■ RECORDS FOR PROCESSING:
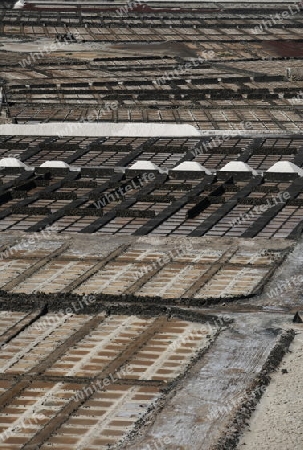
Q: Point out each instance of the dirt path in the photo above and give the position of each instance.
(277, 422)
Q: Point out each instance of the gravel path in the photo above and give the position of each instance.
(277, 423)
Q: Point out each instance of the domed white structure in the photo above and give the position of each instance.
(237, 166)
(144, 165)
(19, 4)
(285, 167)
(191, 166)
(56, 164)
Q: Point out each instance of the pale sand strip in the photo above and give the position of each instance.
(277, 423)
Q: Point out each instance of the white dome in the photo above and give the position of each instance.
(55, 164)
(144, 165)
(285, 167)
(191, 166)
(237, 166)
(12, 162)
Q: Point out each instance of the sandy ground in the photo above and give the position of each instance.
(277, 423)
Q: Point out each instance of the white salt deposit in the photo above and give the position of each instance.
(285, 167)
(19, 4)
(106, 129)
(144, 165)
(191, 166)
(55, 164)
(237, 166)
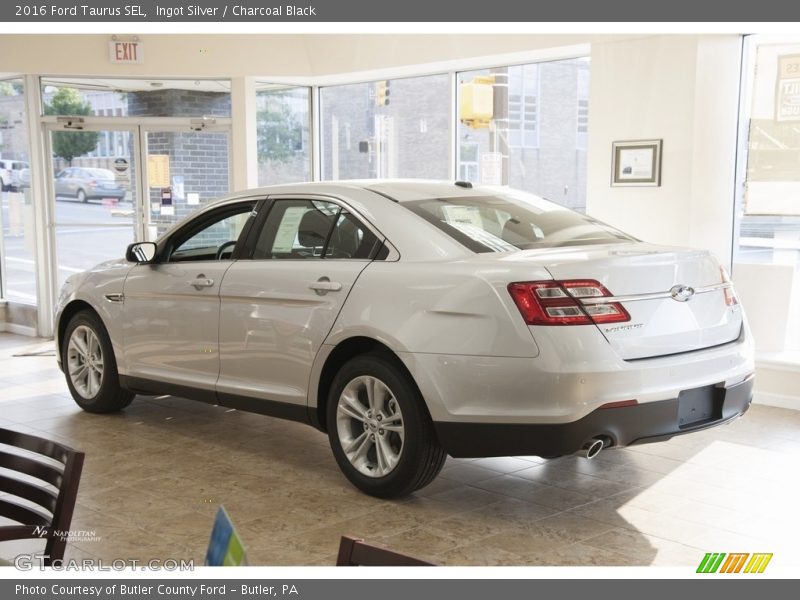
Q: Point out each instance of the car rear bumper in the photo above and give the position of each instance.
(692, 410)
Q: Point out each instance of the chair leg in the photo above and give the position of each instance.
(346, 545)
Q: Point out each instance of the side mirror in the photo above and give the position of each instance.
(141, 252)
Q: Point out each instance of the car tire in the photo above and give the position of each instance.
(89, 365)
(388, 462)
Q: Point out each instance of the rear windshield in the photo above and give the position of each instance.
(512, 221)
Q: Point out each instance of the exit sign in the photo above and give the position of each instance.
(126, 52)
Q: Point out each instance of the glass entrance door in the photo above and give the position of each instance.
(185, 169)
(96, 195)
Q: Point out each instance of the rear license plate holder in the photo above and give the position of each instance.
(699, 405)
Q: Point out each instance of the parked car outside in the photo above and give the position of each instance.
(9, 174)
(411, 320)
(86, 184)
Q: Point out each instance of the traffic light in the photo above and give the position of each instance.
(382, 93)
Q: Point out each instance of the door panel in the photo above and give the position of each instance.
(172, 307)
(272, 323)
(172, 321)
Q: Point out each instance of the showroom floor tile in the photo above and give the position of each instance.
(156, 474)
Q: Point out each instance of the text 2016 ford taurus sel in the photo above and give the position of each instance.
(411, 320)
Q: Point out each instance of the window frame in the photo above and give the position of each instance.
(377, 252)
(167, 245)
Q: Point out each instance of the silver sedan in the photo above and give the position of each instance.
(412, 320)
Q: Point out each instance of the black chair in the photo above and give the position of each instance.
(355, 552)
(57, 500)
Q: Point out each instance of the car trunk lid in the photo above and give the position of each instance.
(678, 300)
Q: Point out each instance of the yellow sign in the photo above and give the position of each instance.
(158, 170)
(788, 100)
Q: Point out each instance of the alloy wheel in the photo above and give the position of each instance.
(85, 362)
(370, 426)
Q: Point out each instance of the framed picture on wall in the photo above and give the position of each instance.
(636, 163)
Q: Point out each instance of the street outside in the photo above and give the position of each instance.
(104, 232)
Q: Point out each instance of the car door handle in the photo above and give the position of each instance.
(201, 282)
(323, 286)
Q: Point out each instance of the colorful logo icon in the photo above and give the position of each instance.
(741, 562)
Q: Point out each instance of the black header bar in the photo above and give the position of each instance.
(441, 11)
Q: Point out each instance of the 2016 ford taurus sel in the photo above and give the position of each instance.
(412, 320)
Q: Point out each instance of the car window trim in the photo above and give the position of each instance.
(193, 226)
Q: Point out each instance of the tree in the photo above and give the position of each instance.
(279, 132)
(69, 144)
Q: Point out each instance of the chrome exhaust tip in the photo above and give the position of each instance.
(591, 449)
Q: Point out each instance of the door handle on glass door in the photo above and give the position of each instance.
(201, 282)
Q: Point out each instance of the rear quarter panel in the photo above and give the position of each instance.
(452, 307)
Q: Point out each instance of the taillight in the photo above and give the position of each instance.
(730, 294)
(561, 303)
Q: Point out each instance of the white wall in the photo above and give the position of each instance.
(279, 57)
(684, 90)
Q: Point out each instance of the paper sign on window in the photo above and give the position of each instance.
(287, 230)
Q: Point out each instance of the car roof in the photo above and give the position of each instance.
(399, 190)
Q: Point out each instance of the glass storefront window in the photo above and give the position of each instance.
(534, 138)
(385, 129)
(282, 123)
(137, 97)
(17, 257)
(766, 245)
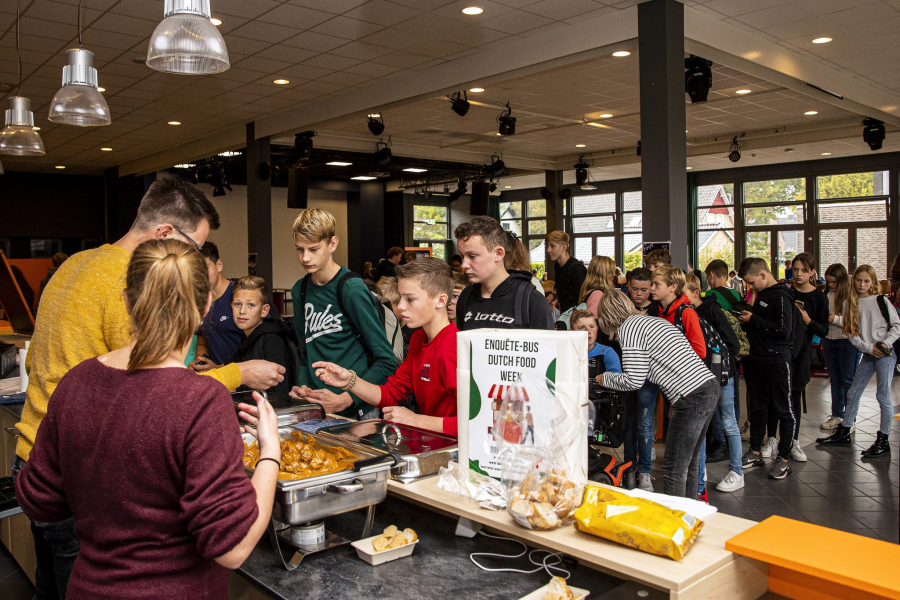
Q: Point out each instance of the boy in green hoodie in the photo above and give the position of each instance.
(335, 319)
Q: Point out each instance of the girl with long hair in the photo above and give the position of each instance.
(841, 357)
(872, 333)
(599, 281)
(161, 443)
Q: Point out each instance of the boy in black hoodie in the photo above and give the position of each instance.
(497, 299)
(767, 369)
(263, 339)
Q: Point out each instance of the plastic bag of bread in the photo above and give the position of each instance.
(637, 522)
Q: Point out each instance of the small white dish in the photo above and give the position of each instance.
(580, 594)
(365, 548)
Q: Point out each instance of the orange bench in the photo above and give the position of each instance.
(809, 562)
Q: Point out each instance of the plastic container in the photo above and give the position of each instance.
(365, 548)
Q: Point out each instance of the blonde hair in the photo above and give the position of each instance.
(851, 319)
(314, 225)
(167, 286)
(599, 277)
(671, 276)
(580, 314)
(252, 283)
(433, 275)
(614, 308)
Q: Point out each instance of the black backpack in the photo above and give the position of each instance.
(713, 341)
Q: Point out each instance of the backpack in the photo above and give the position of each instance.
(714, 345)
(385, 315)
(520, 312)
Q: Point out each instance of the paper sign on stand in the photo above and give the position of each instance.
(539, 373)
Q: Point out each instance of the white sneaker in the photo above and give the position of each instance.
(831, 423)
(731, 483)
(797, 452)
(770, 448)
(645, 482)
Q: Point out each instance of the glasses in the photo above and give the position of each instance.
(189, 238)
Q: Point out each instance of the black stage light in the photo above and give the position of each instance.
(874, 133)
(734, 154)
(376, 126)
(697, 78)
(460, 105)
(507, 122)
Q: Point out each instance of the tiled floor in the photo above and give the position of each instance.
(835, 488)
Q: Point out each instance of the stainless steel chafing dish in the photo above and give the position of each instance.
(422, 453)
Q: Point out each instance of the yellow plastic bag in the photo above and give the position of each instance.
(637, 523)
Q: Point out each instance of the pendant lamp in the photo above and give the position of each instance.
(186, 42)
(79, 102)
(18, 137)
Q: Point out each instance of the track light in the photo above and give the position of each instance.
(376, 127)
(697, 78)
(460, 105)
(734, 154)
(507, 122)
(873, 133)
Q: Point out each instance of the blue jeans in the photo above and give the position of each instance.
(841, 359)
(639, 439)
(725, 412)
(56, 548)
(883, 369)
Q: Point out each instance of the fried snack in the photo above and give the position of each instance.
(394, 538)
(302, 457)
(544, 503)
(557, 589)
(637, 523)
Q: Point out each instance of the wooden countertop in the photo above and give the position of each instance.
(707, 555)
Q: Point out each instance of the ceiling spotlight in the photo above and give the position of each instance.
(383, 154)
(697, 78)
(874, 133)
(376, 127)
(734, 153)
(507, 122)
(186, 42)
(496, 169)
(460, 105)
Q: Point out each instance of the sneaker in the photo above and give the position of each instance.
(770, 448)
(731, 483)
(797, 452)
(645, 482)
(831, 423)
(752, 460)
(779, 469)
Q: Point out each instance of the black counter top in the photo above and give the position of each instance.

■ OBJECTIVE:
Rewrite the lines running from the line that contains "Q: Point out each instance of the sneaker" through the end of the records above, replacing "sneaker" with "athletic shoe" and leaving everything else unchanged.

■ SOLUTION TO THIS EXERCISE:
Q: Point out each instance of the athletic shoe in the photo above and give the position of each instance.
(770, 448)
(731, 483)
(797, 452)
(645, 482)
(831, 423)
(752, 460)
(779, 469)
Q: Point out each instance of the black counter top in the photo above and give the position of each instance.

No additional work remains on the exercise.